____ RECORDS FOR THIS TASK
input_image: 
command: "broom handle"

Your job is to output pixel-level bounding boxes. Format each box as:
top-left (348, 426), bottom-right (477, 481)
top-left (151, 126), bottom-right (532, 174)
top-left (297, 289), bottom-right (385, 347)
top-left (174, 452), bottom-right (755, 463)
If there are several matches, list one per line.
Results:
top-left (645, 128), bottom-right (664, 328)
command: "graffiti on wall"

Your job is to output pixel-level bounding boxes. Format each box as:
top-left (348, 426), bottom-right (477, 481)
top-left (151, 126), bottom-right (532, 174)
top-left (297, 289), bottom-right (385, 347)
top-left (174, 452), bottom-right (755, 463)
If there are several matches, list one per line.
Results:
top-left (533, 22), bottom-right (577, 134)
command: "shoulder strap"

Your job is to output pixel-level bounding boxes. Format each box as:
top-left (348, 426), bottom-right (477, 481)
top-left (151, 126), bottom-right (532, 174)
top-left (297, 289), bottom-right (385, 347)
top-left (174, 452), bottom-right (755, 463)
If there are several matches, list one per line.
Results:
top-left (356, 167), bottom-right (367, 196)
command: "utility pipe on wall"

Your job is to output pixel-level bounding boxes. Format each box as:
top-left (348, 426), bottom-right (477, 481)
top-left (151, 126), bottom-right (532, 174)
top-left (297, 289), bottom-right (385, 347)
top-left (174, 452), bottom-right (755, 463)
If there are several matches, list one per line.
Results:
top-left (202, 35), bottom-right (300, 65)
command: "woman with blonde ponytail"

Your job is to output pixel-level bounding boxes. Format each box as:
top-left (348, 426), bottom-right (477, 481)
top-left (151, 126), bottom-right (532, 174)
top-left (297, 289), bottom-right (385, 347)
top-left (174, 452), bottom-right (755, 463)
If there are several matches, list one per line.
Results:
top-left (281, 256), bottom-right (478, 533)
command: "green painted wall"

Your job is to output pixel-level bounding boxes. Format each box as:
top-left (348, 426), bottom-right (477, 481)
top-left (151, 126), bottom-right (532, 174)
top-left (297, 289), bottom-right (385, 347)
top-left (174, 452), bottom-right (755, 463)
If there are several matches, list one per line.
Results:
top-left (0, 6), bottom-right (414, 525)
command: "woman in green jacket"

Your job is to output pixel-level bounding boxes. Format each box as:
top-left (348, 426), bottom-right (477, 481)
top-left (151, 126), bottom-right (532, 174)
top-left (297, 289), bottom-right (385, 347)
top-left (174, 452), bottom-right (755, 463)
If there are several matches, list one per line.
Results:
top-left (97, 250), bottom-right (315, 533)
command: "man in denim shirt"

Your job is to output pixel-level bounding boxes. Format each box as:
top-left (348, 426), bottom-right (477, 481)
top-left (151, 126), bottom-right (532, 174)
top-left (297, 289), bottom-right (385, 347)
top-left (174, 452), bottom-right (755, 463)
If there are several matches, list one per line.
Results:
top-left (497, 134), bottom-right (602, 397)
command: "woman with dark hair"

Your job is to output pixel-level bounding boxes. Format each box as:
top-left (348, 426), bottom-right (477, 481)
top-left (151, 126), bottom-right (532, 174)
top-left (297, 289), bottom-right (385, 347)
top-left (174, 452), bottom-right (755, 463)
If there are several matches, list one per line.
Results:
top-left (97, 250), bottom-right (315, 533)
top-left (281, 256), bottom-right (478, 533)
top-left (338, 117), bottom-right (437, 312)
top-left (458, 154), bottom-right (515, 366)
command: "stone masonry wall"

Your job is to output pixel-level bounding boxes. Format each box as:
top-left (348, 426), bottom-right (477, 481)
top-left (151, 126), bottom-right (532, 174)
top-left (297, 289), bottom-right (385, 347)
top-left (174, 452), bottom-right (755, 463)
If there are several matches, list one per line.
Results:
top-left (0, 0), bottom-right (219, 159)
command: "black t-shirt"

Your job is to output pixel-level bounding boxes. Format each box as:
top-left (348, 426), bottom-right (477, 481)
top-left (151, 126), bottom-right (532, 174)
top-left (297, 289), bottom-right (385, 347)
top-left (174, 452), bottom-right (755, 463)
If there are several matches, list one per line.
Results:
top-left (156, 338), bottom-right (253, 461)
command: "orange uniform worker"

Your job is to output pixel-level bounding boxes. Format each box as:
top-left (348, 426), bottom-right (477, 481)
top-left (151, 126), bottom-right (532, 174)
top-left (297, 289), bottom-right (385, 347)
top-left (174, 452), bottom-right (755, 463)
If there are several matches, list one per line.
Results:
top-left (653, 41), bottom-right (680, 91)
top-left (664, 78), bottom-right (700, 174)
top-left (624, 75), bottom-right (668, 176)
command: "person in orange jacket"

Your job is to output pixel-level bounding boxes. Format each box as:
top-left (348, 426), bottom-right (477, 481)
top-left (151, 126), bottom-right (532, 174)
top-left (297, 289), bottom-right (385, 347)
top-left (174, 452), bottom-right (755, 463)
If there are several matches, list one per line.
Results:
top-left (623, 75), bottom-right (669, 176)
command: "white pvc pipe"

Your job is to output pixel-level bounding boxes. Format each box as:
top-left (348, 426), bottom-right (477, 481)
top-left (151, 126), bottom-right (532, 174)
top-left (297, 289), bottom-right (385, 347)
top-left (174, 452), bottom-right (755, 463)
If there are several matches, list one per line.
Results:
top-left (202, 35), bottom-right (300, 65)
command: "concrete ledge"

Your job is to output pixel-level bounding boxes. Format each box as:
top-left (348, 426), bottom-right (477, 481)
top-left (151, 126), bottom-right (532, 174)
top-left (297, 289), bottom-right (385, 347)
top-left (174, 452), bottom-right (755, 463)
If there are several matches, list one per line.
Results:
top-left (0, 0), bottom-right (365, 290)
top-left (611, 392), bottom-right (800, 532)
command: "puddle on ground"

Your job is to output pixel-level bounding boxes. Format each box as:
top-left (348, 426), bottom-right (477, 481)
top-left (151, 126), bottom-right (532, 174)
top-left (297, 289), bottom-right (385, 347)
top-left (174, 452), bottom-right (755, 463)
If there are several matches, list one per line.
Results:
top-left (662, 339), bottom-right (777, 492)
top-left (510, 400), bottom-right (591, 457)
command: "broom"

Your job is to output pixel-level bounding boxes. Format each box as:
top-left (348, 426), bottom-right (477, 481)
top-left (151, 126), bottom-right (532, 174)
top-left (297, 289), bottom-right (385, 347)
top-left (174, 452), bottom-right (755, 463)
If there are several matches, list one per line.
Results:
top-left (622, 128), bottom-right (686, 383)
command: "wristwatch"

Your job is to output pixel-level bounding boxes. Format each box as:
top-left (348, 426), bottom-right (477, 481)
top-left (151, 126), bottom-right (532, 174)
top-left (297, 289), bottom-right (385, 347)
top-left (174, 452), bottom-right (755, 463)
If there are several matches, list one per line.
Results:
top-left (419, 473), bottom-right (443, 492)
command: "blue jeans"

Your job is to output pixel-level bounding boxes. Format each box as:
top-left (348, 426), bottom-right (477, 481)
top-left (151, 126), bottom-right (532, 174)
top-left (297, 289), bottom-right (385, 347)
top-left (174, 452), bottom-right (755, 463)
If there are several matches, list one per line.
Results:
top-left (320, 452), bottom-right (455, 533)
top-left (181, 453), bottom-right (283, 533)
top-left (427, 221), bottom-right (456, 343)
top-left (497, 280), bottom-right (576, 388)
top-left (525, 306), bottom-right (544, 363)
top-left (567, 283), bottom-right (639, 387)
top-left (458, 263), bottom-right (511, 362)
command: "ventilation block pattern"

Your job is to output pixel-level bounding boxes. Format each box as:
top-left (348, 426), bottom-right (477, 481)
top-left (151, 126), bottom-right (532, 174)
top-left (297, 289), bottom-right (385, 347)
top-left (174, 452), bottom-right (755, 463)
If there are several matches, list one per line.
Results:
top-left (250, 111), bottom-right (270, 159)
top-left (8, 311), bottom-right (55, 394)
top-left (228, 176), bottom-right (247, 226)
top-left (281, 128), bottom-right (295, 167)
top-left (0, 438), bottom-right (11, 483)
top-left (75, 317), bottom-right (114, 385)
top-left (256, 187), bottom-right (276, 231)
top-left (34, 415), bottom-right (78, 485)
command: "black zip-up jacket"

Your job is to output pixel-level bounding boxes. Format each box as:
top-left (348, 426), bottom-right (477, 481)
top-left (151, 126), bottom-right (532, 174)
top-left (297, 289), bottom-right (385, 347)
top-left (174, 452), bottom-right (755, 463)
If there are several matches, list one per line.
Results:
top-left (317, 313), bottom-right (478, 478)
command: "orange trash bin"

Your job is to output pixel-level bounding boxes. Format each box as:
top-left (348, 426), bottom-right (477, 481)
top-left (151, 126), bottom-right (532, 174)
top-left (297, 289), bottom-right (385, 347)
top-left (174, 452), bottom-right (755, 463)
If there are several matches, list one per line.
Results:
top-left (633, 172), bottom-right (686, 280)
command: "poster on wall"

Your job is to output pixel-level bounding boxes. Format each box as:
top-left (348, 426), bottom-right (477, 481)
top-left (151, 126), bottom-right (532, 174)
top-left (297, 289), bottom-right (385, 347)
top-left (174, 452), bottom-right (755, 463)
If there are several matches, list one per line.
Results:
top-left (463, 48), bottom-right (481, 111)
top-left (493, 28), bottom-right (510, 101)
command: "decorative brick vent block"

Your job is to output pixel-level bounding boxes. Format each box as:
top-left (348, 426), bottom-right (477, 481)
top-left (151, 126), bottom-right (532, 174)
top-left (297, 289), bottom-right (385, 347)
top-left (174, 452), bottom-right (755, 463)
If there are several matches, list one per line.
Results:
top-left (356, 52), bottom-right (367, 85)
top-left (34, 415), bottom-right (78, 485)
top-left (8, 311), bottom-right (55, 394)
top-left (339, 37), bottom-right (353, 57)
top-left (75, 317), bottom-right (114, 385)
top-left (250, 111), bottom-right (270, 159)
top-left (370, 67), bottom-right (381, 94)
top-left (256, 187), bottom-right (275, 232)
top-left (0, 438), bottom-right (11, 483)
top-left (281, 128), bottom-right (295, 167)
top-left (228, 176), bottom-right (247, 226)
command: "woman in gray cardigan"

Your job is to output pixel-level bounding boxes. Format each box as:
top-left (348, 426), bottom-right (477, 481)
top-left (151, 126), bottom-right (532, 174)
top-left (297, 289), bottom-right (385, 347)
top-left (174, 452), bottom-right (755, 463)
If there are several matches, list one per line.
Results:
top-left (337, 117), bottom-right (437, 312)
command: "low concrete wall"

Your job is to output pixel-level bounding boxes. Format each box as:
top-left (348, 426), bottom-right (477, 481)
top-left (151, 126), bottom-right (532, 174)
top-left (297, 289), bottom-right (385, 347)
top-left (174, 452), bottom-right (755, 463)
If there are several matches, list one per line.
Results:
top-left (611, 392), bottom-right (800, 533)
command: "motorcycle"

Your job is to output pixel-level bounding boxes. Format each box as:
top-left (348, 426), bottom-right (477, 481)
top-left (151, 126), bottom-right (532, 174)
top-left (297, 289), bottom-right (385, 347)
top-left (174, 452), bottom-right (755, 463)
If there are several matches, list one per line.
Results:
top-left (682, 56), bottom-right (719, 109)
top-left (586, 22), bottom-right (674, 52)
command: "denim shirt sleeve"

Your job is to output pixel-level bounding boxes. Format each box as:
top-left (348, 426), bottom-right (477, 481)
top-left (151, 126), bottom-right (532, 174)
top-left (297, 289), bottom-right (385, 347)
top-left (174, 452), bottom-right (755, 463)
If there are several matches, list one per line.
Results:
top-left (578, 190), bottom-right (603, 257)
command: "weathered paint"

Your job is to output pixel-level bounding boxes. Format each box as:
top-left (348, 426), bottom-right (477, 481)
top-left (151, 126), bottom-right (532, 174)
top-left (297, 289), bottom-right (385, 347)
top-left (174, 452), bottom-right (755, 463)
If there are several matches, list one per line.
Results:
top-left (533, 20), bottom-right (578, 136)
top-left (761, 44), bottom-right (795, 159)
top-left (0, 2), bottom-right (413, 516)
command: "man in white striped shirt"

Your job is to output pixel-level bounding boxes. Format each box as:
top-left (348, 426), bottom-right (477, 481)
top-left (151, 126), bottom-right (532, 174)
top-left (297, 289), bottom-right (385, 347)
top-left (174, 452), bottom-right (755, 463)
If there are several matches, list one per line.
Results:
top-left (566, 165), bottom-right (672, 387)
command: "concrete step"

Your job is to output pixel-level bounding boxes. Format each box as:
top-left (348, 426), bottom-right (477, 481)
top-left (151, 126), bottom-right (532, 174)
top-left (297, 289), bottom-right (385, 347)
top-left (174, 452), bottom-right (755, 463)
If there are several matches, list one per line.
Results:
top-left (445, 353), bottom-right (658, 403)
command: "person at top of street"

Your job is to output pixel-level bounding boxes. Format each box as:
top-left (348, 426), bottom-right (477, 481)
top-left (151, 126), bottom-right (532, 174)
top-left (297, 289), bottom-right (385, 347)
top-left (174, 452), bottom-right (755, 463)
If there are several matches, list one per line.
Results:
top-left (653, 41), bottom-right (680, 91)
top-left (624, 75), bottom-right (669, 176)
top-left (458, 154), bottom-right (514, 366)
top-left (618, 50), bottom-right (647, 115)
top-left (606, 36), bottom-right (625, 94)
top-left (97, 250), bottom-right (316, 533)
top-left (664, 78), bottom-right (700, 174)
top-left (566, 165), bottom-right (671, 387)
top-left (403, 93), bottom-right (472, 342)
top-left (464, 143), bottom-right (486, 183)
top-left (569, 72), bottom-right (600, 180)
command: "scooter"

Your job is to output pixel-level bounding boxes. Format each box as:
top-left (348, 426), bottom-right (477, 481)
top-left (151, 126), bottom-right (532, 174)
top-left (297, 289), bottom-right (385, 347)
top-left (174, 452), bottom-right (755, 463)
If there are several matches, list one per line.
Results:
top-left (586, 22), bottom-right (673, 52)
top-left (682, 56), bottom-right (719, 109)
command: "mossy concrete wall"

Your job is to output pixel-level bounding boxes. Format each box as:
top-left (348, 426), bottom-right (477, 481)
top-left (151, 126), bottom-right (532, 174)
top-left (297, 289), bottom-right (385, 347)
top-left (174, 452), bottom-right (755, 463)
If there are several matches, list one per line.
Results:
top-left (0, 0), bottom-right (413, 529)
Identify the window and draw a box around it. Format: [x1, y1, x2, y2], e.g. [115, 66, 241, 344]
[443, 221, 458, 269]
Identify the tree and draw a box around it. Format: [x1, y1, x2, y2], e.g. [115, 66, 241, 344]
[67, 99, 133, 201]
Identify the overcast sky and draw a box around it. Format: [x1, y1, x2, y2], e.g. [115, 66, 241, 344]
________
PROBLEM REQUIREMENTS:
In the listing above, find the line containing "Identify the window" and please quote exactly that line through the last one, and no other lines.

EXERCISE ANSWER:
Identify the window and draw a box around it. Format: [x1, y1, x2, y2], e.g. [115, 66, 241, 344]
[443, 221, 458, 269]
Identify the tree and draw a box around it. Format: [x1, y1, x2, y2], e.g. [115, 66, 241, 344]
[67, 99, 133, 201]
Identify the overcast sky and draw a box around it. Format: [x1, y1, x2, y2], e.g. [115, 66, 241, 344]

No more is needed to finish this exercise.